Stored entries
....
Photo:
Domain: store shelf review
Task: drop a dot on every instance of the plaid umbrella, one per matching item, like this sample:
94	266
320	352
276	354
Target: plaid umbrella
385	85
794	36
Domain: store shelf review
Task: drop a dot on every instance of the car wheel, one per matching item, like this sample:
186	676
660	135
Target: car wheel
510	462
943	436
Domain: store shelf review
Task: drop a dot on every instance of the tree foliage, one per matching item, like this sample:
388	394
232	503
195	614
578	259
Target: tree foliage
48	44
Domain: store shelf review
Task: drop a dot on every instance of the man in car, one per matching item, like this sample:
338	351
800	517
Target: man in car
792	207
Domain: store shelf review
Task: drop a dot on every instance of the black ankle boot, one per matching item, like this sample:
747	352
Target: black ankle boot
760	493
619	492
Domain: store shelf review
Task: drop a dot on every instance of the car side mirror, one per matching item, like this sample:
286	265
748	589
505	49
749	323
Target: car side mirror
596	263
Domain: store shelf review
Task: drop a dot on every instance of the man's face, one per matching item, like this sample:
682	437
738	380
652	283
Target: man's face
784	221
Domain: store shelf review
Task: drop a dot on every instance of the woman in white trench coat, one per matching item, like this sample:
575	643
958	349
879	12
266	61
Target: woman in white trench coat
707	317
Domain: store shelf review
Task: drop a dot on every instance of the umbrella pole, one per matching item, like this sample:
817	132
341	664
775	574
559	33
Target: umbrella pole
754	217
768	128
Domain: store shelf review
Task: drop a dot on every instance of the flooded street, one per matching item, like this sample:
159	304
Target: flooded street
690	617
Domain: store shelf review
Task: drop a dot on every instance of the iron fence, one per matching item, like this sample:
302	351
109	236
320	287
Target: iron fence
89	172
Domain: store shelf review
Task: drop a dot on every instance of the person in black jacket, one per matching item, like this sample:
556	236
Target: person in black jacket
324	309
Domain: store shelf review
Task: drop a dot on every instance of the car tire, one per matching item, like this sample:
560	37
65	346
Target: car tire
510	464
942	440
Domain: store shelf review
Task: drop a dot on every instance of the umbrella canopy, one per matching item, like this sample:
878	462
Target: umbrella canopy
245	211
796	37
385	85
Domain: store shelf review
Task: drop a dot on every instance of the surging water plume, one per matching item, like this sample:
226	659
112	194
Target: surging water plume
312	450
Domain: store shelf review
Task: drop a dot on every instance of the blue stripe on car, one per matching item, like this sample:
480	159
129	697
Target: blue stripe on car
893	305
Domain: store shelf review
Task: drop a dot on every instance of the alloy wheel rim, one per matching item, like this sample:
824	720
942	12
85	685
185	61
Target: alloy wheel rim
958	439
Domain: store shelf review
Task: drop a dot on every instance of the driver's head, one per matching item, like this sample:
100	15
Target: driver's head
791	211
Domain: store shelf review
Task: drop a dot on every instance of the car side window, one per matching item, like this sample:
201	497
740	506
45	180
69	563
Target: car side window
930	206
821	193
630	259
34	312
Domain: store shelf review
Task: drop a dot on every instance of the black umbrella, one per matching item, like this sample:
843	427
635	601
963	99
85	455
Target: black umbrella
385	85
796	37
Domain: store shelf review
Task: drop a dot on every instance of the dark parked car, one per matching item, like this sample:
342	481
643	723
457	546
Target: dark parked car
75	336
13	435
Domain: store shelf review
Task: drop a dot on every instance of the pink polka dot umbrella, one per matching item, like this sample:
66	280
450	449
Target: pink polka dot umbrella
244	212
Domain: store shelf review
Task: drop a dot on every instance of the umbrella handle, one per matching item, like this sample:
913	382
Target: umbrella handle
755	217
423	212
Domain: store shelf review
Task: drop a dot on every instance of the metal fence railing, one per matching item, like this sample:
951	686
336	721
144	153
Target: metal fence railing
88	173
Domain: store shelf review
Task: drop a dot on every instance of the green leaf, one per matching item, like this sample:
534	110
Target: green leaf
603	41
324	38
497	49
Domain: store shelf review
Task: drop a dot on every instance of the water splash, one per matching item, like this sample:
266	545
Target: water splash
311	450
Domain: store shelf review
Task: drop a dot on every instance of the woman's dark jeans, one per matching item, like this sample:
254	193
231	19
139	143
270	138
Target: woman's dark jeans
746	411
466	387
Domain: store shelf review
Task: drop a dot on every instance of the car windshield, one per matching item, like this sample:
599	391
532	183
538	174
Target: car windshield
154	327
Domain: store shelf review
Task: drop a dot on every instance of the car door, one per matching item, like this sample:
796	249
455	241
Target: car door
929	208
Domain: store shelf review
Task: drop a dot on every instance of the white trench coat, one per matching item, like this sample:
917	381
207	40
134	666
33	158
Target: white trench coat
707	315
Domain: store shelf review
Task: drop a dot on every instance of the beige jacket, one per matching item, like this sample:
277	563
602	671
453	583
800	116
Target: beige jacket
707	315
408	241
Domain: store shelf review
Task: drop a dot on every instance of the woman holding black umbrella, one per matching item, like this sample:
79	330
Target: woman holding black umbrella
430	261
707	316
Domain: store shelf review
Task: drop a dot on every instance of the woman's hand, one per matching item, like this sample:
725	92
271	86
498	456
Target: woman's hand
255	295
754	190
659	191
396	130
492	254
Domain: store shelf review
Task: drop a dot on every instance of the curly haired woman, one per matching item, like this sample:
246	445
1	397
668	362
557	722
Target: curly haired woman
....
- **TO BE DONE**: Find every line in the records above that contains the string "plume", matching case exactly, and copy each of those lines.

- **SOLUTION TO THIS TASK**:
Task: drop a dot on every instance of the surging water plume, one per matching item, like this sample:
Target: surging water plume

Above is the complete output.